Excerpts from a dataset
========================================

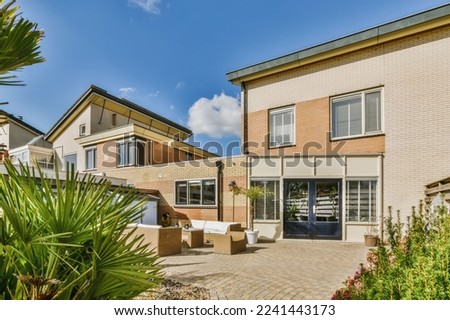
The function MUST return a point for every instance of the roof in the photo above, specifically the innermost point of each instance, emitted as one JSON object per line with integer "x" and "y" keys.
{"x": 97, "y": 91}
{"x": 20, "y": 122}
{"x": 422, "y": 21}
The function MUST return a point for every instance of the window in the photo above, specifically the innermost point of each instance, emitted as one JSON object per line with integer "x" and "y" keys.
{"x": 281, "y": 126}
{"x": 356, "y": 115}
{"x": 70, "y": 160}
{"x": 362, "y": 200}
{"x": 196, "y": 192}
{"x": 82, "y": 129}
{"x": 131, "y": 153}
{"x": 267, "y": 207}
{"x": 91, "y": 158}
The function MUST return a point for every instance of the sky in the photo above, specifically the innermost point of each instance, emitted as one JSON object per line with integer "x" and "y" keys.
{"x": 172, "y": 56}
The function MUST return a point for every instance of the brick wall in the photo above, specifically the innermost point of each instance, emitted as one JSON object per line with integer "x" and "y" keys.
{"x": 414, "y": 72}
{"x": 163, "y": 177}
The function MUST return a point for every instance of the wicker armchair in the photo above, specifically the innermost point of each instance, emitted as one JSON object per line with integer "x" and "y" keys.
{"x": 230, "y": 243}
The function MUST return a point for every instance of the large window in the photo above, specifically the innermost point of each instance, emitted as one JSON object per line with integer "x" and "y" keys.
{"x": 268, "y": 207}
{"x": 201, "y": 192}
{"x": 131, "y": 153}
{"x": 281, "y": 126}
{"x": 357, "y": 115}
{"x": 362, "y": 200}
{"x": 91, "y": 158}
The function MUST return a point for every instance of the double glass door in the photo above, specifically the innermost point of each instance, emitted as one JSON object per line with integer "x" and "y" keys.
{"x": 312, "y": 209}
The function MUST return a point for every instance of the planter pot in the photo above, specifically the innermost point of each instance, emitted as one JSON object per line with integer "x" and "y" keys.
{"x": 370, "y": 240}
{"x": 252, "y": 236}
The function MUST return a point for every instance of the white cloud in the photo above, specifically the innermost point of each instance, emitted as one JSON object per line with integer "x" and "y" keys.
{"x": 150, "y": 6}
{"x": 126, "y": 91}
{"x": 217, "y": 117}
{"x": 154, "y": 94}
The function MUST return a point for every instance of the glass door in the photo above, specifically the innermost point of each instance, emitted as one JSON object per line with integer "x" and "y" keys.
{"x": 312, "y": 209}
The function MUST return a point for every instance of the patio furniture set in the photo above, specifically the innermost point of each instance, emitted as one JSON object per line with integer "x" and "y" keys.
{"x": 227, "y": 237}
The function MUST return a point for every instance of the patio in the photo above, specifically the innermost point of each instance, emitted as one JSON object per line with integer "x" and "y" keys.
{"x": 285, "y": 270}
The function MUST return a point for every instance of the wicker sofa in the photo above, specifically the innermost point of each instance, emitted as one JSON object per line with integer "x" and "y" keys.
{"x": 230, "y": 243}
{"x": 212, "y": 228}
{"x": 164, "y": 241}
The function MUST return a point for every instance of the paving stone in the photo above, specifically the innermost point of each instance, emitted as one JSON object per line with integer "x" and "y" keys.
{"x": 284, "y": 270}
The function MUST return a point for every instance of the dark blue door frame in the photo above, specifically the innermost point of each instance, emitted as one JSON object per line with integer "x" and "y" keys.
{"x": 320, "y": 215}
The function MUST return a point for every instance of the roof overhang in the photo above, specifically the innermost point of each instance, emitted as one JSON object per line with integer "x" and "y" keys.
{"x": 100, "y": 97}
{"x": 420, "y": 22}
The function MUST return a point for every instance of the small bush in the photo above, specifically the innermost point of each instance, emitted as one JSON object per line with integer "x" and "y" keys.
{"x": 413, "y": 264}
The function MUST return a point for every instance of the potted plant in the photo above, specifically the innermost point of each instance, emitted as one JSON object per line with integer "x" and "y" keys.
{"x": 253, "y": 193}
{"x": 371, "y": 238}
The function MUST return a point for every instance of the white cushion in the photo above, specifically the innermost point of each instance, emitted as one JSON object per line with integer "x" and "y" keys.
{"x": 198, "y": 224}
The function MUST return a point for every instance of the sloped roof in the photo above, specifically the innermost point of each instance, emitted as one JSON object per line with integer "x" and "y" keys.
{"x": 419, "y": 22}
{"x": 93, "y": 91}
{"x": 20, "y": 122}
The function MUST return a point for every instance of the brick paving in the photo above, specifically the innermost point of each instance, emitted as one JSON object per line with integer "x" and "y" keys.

========================================

What you will do:
Output all the data, exactly, without images.

Final answer:
The function MUST return a point for every instance of the roof in the photo above, specifically the innermost point of each instance, emitted as one JSON object per line with integer "x" and "y" keys.
{"x": 97, "y": 91}
{"x": 20, "y": 122}
{"x": 422, "y": 21}
The function MUST return a point for every instance of the window in the photo above, specifically the innermost point of each instance, emitted as one JSON object per line with integer "x" and "y" keys.
{"x": 281, "y": 126}
{"x": 356, "y": 115}
{"x": 70, "y": 160}
{"x": 362, "y": 200}
{"x": 196, "y": 192}
{"x": 82, "y": 129}
{"x": 131, "y": 153}
{"x": 267, "y": 207}
{"x": 91, "y": 158}
The function MUST return a point for every instance of the sky in the photo above, specifically the innermost point of each instance, emitted as one JSON object per line with integer "x" and "y" keys.
{"x": 172, "y": 56}
The function MUST return a point for every instance of the brick wall in the photo above, specifically the innermost point of each instance, emitted as one JSON object per line with integer "x" and "y" keys.
{"x": 414, "y": 72}
{"x": 163, "y": 177}
The function MUST return a point for every instance of the wicker armchair in the photo above, specifically the innermost point of each instance, emitted as one JSON object per line with integer "x" and "y" keys.
{"x": 230, "y": 243}
The function MUST return a point for every instance of the large window in the photo above, specifically the innermost point of each instance, emitted as one JSON object per line with integer "x" and "y" keys.
{"x": 268, "y": 207}
{"x": 201, "y": 192}
{"x": 131, "y": 153}
{"x": 281, "y": 126}
{"x": 357, "y": 115}
{"x": 362, "y": 200}
{"x": 91, "y": 158}
The function MUST return a point for every instance of the double glass door in the photo above, specifically the innermost point of each instance, emitted as one JSON object per line with integer "x" and "y" keys.
{"x": 312, "y": 209}
The function MUST return a point for every instance of the planter pot in the photo above, specifically the innermost point of each instance, emitted as one JSON object per line with integer "x" and "y" keys.
{"x": 370, "y": 240}
{"x": 252, "y": 236}
The function MUST return a point for every instance of the white cloud in the photo above, specifically the innermost point of each instance, emitted as one JSON object per line with integer "x" and "y" keys.
{"x": 150, "y": 6}
{"x": 126, "y": 91}
{"x": 217, "y": 117}
{"x": 154, "y": 94}
The function MUST return a point for every instance of the glass door in the photo above, specifically the innermost point of each instance, emitted as one JSON object per line with integer "x" and "y" keys.
{"x": 312, "y": 209}
The function MUST return a point for every instance of the patio furniture set in the photo above, specifically the innermost point of each instance, emitted as one JSON object per line with integer "x" and "y" keys.
{"x": 227, "y": 237}
The function MUST return a point for every instance of the patio in the photo above, specifically the innermost point of each instance, emitted as one JSON object per line with integer "x" and "y" keys.
{"x": 285, "y": 270}
The function MUST return a point for every instance of the wicker sofa in the photo above, specifically the innermost point of each instance, emitted as one JSON object per line with integer "x" and "y" keys.
{"x": 230, "y": 243}
{"x": 212, "y": 228}
{"x": 164, "y": 241}
The function MUST return a point for every instance of the paving stone in the photo above, specifically the innermost point of each instance, emitted as one JSON object per line with integer "x" and "y" keys.
{"x": 284, "y": 270}
The function MUST return a point for every instance of the dark blue door frame in the photo above, specifically the innermost point of each instance, emitted as one JSON object per line with integer "x" and "y" keys.
{"x": 320, "y": 215}
The function MUST return a point for every instance of the roof overhang in the photo above, specifically the innermost point of each instance, emitted as one JSON object per line with integer "x" and "y" keys.
{"x": 100, "y": 97}
{"x": 420, "y": 22}
The function MUST return a point for every instance of the small bush in the photo above, specifically the innermost point of each instance, emitted as one JSON object per line with integer "x" and "y" keys.
{"x": 413, "y": 264}
The function MUST return a point for every instance of the potted plant in the photo above, specifically the innermost point of each instance, emitted as one JSON object per line with integer "x" and "y" keys.
{"x": 253, "y": 193}
{"x": 371, "y": 238}
The function MUST return a point for every instance of the white cushion in the photo above, specifically the innermost point of each instance, emitted as one JSON object per line with integer "x" and "y" keys.
{"x": 198, "y": 224}
The function MUST return a point for every instance of the sloped roof in the photo above, specifically the innermost point of each instance, emitted as one JSON object per line with integer "x" and "y" keys.
{"x": 419, "y": 22}
{"x": 93, "y": 91}
{"x": 20, "y": 122}
The function MUST return a point for every instance of the brick paving in the photo above, specifically the innermost point of each instance, emitted as one JSON object per line with integer "x" and "y" keys.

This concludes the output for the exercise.